YOUR ASSIGNMENT | Without including any picture, return the complete set of records exactly.
+ + + + + + +
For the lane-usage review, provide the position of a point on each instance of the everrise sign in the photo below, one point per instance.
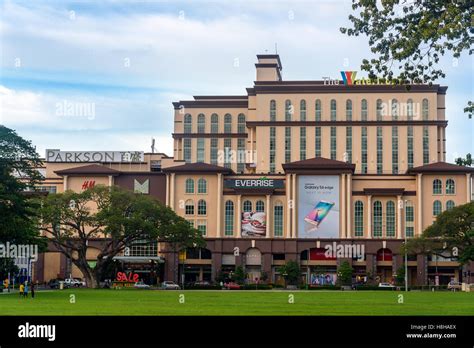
(94, 156)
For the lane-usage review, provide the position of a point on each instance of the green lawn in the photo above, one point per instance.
(153, 302)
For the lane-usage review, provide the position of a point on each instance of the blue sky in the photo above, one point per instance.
(131, 59)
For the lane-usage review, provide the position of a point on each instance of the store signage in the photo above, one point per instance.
(262, 182)
(94, 156)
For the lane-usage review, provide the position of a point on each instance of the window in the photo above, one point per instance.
(348, 110)
(390, 223)
(437, 187)
(349, 144)
(260, 206)
(189, 186)
(227, 123)
(202, 186)
(201, 123)
(409, 219)
(333, 110)
(450, 204)
(303, 110)
(288, 110)
(272, 110)
(278, 219)
(187, 150)
(229, 218)
(394, 150)
(379, 150)
(241, 123)
(214, 123)
(188, 123)
(317, 106)
(202, 207)
(359, 218)
(287, 144)
(424, 109)
(450, 187)
(272, 149)
(189, 207)
(200, 150)
(247, 207)
(379, 110)
(363, 110)
(214, 143)
(302, 143)
(333, 143)
(377, 219)
(364, 150)
(436, 208)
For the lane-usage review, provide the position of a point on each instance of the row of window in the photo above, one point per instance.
(201, 123)
(396, 110)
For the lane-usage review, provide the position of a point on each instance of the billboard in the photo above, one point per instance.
(318, 206)
(253, 224)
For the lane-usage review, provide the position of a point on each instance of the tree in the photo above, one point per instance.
(452, 233)
(291, 272)
(344, 273)
(119, 217)
(413, 35)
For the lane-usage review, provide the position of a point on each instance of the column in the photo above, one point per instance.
(399, 216)
(219, 205)
(269, 217)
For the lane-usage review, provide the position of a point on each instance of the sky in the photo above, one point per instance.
(101, 75)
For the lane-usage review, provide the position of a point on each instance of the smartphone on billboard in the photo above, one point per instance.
(320, 211)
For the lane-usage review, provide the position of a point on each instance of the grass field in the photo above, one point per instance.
(152, 302)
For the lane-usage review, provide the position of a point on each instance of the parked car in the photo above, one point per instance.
(386, 285)
(141, 285)
(232, 286)
(169, 285)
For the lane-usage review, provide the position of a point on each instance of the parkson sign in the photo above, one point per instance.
(95, 156)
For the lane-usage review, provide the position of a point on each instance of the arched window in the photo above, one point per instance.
(189, 207)
(390, 223)
(333, 110)
(425, 109)
(188, 123)
(363, 110)
(437, 187)
(410, 109)
(202, 207)
(229, 218)
(450, 187)
(247, 206)
(201, 123)
(189, 186)
(288, 110)
(227, 123)
(272, 110)
(348, 110)
(394, 109)
(241, 123)
(303, 110)
(317, 107)
(436, 208)
(359, 218)
(377, 219)
(214, 123)
(278, 219)
(450, 204)
(378, 110)
(202, 186)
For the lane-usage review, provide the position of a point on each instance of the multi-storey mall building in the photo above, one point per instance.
(285, 170)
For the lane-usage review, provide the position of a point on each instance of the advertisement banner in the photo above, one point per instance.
(318, 206)
(253, 224)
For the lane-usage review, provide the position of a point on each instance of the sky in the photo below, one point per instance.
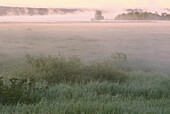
(105, 4)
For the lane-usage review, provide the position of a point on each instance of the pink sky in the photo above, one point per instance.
(90, 3)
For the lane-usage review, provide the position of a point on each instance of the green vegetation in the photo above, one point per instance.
(136, 15)
(66, 85)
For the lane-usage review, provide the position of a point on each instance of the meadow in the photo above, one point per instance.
(85, 68)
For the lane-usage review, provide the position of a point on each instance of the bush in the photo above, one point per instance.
(20, 91)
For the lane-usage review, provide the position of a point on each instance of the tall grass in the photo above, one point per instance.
(62, 69)
(69, 86)
(146, 93)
+ + + + + + +
RESULT FOR THIS TASK |
For the lane-usage review, provide the position of a point on each instance of the everrise sign in the photo below, one point per instance.
(94, 156)
For the lane-usage review, provide the position of a point on each instance of the green lawn in the photo above, one point per instance.
(153, 302)
For the lane-usage review, provide the position of a point on each instance of the blue sky in the photo above, one point per instance.
(131, 59)
For the lane-usage review, provide the position of a point on each instance of the store signage in the photo above, one point per instance.
(262, 182)
(94, 156)
For the lane-usage review, provide the position of a point on each instance of the window in the photo above, one point per instance.
(348, 110)
(390, 223)
(437, 187)
(349, 144)
(260, 206)
(189, 186)
(227, 123)
(202, 186)
(201, 123)
(409, 219)
(333, 110)
(450, 204)
(303, 110)
(288, 110)
(272, 110)
(278, 219)
(187, 150)
(229, 218)
(394, 150)
(379, 150)
(241, 123)
(214, 123)
(188, 123)
(317, 106)
(202, 207)
(359, 218)
(287, 144)
(424, 109)
(450, 187)
(272, 149)
(189, 207)
(200, 150)
(247, 207)
(379, 110)
(363, 110)
(214, 143)
(302, 143)
(333, 143)
(377, 219)
(364, 150)
(436, 208)
For the lane-usage review, provide the position of a point on each instance of the row of window in the photo above, one point per instance.
(201, 123)
(396, 110)
For the lane-usage review, provide the position of a point on each instance of the billboard in the photo above, one point per instance.
(318, 206)
(253, 224)
For the lane-usage review, provide the position of a point on each instance of the tree in the photo above, one point per instance.
(452, 233)
(291, 272)
(344, 273)
(119, 217)
(413, 35)
For the lane-usage review, provide the position of a point on each instance of the column in the photo above, one point per instance.
(399, 216)
(219, 205)
(269, 217)
For the lane-usage review, provide the position of a point on each instance of the sky in the photo above, one point per instance.
(101, 75)
For the lane-usage review, provide the position of a point on each instance of the smartphone on billboard in the photo above, one point per instance.
(320, 211)
For the lane-usage review, provide the position of a point on each instance of the grass field in the photo above, one point per instance.
(152, 302)
For the lane-usage review, provide the position of a point on each instance of the parked car in the photo above, one point per instance.
(386, 285)
(141, 285)
(232, 286)
(169, 285)
For the lane-usage review, provide the position of a point on each instance of the parkson sign in the photo above, one point per instance.
(95, 156)
For the lane-usage review, provide the position of a point on each instance of the arched window in the photo above, one point per instance.
(189, 207)
(390, 223)
(333, 110)
(425, 109)
(188, 123)
(363, 110)
(437, 187)
(410, 109)
(202, 207)
(229, 218)
(450, 187)
(247, 206)
(201, 123)
(189, 186)
(288, 110)
(227, 123)
(272, 110)
(348, 110)
(394, 109)
(241, 123)
(303, 110)
(317, 107)
(436, 208)
(359, 218)
(377, 219)
(214, 123)
(278, 219)
(450, 204)
(378, 110)
(202, 186)
For the lane-usage review, provide the position of a point on each instance of the multi-storey mall building in the photo above, one point per instance.
(285, 170)
For the lane-usage review, provide the position of a point on each instance of the advertisement banner in the photo above, one point per instance.
(318, 206)
(253, 224)
For the lane-usage review, provide the position of a point on each instance of the sky in the photo below, one point per instance.
(105, 4)
For the lane-usage review, provide the position of a point on each instance of the pink sky in the photo above, one point per instance.
(90, 3)
For the lane-usage review, provide the position of a point on each instance of the green vegetation in the photo above, one point per instance.
(136, 15)
(66, 85)
For the lane-usage review, provide the position of a point on each instance of the meadow in the photo above, one point per instance.
(85, 68)
For the lane-usage review, provide the position of a point on each instance of the bush in the photo above, one point per instance.
(20, 91)
For the lane-usage review, provide the position of a point on each instance of the tall grass in the photo above, one point per instance.
(62, 69)
(69, 86)
(146, 93)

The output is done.